ACTIVITY: Below is a block of entries; repeat exactly the lines starting at the line that contains "black lamp post" and ending at the line that contains "navy suit jacket", both included.

* * *

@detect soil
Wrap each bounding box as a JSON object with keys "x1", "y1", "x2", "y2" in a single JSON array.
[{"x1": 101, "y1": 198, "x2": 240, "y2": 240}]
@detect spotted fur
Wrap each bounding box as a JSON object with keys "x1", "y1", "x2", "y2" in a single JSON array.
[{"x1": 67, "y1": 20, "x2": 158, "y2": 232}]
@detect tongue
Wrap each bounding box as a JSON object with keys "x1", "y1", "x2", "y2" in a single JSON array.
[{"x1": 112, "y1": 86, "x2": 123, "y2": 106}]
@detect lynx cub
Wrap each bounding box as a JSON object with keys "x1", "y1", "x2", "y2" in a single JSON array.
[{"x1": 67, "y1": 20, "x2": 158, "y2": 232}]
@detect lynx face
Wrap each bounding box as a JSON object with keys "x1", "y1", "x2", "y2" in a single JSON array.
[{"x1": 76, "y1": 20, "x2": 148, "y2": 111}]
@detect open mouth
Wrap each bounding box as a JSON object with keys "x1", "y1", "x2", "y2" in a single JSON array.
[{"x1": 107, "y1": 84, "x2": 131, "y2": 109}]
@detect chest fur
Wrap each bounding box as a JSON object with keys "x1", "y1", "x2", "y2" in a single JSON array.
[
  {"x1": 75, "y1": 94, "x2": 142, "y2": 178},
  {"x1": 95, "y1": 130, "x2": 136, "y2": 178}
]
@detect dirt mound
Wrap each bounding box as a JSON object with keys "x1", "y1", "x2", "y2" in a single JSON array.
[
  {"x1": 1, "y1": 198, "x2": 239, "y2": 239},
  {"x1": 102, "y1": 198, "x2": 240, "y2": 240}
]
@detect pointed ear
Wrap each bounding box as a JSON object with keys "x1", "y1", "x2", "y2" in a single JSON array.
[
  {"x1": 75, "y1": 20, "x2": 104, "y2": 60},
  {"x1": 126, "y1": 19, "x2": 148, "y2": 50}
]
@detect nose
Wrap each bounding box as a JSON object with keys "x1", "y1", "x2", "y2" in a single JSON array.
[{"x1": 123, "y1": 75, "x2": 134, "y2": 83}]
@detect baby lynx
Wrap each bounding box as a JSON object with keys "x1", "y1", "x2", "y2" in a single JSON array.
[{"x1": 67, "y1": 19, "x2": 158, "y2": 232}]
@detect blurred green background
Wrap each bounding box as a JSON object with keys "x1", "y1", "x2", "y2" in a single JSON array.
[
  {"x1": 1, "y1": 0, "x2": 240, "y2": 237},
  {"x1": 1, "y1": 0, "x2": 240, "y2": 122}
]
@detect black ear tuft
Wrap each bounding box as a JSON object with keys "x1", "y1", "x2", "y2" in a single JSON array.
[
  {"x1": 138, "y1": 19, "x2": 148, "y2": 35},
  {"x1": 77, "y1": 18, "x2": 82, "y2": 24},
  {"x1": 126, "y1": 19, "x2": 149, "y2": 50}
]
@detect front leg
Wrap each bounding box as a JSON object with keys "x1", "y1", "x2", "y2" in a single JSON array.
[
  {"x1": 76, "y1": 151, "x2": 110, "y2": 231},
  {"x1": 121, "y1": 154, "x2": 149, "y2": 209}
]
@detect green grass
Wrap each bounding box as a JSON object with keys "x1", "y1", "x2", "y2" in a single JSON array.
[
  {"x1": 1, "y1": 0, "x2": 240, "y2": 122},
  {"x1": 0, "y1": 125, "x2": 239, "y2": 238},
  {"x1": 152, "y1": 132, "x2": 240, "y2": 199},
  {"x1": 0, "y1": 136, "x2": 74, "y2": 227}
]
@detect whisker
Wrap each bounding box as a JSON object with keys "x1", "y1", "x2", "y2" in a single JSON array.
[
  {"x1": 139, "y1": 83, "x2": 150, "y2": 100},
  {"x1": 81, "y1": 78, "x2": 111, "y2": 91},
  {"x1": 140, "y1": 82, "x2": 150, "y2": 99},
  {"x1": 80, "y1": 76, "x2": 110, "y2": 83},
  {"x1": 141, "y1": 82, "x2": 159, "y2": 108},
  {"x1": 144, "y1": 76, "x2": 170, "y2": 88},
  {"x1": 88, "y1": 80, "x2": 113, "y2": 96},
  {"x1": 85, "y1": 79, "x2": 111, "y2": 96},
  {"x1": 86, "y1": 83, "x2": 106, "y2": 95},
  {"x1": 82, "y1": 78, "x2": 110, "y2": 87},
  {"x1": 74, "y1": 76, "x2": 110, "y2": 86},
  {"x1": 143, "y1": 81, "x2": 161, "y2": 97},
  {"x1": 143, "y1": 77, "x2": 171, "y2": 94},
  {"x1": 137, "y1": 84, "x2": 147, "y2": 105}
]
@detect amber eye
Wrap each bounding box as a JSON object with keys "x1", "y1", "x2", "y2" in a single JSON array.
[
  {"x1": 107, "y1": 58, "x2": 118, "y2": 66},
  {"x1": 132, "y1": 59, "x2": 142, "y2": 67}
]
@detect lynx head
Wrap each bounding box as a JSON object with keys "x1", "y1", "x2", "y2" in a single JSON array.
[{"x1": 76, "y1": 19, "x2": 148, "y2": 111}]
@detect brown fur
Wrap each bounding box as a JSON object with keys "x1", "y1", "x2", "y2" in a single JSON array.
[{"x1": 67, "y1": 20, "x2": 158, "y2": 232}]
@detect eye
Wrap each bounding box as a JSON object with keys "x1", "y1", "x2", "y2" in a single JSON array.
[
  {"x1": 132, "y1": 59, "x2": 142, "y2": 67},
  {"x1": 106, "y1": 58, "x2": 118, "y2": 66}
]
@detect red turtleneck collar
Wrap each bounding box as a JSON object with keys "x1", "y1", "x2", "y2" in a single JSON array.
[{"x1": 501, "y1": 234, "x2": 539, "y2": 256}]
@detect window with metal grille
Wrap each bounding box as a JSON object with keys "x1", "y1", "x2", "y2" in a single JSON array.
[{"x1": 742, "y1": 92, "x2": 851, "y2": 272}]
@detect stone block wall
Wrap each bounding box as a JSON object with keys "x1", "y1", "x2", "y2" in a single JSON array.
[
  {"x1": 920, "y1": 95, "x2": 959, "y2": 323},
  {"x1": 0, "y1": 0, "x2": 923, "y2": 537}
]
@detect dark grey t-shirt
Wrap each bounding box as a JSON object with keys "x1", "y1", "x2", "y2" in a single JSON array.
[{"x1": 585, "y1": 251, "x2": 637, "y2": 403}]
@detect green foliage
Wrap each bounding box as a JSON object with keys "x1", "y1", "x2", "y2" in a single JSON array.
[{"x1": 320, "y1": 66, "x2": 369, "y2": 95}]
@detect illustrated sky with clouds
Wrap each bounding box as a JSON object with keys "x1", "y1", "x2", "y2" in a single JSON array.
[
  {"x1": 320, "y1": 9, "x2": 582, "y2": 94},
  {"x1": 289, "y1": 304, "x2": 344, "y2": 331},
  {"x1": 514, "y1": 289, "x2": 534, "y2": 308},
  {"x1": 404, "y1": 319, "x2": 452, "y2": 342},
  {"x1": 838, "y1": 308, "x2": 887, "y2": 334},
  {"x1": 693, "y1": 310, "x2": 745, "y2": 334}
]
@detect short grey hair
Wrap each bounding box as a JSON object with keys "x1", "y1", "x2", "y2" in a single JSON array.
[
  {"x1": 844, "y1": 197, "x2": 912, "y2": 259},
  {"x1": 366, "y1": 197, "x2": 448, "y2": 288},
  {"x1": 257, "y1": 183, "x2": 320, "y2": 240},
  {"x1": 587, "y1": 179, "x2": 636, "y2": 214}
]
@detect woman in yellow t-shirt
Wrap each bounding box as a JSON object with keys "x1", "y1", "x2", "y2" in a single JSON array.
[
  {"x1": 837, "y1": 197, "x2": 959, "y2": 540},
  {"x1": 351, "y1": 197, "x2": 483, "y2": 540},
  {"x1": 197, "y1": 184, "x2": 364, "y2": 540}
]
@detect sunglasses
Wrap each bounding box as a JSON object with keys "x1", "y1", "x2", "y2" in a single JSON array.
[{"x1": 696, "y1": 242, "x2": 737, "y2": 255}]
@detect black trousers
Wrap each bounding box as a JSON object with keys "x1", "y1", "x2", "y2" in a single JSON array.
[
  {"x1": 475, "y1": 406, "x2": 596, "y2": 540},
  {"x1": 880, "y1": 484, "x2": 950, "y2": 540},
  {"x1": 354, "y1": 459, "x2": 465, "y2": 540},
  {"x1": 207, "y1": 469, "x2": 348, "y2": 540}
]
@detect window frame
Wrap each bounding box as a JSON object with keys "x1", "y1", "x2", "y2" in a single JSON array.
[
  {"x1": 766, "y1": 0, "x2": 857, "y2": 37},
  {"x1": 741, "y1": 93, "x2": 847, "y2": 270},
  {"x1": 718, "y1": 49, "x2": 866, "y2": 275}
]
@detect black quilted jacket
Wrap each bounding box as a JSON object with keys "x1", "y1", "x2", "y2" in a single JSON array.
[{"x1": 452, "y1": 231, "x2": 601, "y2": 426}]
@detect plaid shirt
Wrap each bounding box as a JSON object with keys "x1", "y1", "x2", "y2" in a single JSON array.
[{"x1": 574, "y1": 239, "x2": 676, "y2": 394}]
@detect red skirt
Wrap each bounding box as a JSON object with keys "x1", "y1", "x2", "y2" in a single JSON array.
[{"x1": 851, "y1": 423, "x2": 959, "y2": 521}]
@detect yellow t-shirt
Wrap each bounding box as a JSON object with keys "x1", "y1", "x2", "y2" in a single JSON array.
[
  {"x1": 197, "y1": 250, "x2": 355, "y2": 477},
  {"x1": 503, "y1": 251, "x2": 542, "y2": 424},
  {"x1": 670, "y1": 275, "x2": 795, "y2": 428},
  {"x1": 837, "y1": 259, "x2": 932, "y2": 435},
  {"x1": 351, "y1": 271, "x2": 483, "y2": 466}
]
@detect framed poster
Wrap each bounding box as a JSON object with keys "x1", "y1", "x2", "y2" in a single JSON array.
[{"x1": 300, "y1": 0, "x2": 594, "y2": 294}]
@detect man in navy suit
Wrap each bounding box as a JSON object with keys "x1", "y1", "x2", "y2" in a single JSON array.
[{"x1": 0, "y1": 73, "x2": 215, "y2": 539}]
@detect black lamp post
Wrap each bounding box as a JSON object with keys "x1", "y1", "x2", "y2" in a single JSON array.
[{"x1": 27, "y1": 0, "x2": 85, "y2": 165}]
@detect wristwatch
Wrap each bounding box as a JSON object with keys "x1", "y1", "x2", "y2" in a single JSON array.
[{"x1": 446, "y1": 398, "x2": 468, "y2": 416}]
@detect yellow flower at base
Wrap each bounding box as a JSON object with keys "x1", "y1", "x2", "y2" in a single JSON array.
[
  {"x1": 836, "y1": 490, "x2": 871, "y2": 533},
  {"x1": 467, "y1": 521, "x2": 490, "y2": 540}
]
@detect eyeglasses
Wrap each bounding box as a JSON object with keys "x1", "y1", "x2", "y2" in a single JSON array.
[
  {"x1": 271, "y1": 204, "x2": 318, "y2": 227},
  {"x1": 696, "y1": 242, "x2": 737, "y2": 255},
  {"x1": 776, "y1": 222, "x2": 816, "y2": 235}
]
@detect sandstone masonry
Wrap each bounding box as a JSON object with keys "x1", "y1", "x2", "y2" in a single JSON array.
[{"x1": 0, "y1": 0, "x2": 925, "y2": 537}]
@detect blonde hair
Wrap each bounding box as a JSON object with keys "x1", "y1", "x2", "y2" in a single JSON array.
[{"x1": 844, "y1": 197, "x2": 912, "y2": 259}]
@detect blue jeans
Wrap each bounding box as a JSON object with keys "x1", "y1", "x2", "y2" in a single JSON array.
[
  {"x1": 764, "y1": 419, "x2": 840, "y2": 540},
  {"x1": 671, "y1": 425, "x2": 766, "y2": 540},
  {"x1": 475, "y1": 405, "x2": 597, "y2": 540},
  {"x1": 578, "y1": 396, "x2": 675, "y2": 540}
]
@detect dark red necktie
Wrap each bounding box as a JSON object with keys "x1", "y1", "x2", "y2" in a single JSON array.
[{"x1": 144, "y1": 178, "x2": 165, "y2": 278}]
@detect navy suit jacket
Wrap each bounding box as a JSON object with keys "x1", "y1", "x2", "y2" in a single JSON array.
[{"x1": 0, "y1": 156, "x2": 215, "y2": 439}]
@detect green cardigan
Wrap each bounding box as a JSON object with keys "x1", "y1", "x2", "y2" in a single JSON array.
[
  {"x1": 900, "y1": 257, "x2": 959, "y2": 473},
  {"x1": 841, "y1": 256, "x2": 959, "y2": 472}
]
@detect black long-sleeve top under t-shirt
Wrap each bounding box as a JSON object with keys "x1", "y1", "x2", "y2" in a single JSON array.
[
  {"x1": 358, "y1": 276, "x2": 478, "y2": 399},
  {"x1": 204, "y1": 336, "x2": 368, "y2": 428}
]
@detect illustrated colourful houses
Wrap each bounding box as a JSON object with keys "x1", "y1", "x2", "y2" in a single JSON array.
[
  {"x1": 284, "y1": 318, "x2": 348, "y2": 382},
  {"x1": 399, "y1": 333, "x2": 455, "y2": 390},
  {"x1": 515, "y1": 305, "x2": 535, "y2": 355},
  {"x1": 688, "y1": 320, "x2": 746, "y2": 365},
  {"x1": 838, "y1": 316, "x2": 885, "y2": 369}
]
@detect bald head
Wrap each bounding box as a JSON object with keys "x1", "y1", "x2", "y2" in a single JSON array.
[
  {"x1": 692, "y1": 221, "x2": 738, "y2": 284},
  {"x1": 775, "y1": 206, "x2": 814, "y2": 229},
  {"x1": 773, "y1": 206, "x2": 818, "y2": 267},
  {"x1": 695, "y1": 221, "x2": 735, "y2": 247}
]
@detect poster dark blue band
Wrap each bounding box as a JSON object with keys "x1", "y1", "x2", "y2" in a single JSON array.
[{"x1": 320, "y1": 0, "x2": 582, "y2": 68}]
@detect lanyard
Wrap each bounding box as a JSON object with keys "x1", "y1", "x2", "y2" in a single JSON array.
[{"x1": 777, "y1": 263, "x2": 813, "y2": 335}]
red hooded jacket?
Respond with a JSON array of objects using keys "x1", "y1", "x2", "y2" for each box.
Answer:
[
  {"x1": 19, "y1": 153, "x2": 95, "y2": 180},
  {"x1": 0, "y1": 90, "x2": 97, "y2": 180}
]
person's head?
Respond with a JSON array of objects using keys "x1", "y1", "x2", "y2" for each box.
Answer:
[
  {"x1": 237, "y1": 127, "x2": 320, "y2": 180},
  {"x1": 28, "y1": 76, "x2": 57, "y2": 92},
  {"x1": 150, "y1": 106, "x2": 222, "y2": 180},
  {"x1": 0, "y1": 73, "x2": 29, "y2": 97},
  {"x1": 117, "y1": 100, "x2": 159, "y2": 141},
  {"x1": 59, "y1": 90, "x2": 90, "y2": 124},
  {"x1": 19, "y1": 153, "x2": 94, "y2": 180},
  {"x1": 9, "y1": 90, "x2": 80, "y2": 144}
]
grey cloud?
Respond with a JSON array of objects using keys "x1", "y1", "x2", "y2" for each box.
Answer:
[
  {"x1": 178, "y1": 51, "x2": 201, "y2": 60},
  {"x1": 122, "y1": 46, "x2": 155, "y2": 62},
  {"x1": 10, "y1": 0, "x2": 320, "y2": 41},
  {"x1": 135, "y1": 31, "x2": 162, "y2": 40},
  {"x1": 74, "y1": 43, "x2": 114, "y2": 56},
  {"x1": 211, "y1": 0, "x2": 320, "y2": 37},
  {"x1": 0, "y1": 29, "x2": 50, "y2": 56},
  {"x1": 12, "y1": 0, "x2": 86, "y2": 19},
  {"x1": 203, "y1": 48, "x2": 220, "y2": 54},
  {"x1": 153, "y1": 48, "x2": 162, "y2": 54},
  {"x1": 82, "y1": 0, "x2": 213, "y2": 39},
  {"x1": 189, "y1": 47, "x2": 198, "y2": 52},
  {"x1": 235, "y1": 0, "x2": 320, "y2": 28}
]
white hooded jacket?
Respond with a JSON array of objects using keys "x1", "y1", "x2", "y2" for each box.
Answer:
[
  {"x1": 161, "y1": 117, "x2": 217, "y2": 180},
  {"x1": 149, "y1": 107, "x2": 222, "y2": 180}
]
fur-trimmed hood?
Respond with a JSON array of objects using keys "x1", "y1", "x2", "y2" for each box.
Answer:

* * *

TASK RESULT:
@detect black lamp post
Wrap each bounding box as a JSON object with keys "x1", "y1", "x2", "y2" in a single JSON array.
[{"x1": 27, "y1": 0, "x2": 85, "y2": 165}]
@detect wristwatch
Wrap each bounding box as a JSON object with keys "x1", "y1", "x2", "y2" in a single JSON array.
[{"x1": 446, "y1": 398, "x2": 468, "y2": 416}]
@detect yellow flower at base
Wrap each bounding box as a JSON object with keys "x1", "y1", "x2", "y2" in a single JSON array.
[
  {"x1": 836, "y1": 490, "x2": 871, "y2": 533},
  {"x1": 467, "y1": 521, "x2": 490, "y2": 540}
]
@detect eyeglasses
Wrap each bounding box as a JSON object with keys "x1", "y1", "x2", "y2" in a single JSON array.
[
  {"x1": 271, "y1": 204, "x2": 318, "y2": 227},
  {"x1": 696, "y1": 242, "x2": 737, "y2": 255},
  {"x1": 776, "y1": 222, "x2": 816, "y2": 235}
]
@detect sandstone masonry
Wrap each bounding box as a JSON object with keys "x1", "y1", "x2", "y2" in a single JSON array.
[{"x1": 0, "y1": 0, "x2": 925, "y2": 537}]
@detect blonde hair
Wrap each bounding box as a JSON object with keys "x1", "y1", "x2", "y2" in a single JSON array.
[{"x1": 844, "y1": 197, "x2": 912, "y2": 259}]
@detect blue jeans
Wrap each bounding box as a JSON object with keys "x1", "y1", "x2", "y2" in a single JSON array.
[
  {"x1": 764, "y1": 419, "x2": 840, "y2": 540},
  {"x1": 671, "y1": 425, "x2": 766, "y2": 540},
  {"x1": 475, "y1": 405, "x2": 597, "y2": 540},
  {"x1": 578, "y1": 396, "x2": 675, "y2": 540}
]
@detect dark red necktie
Wrap each bounding box as a JSON object with keys "x1", "y1", "x2", "y2" in a single JSON array.
[{"x1": 144, "y1": 178, "x2": 165, "y2": 278}]
@detect navy suit jacket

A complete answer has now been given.